Aim - Gather every line in the entries below that contains the string "column", and copy each of those lines out in full.

A block of data -
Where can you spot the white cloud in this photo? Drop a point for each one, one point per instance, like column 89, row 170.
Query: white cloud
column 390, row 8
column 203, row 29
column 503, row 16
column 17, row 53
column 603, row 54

Exercise result -
Where can you spot the white cloud in this photo? Drop a point for each one, one point per instance, like column 89, row 170.
column 390, row 8
column 203, row 29
column 503, row 16
column 17, row 53
column 603, row 54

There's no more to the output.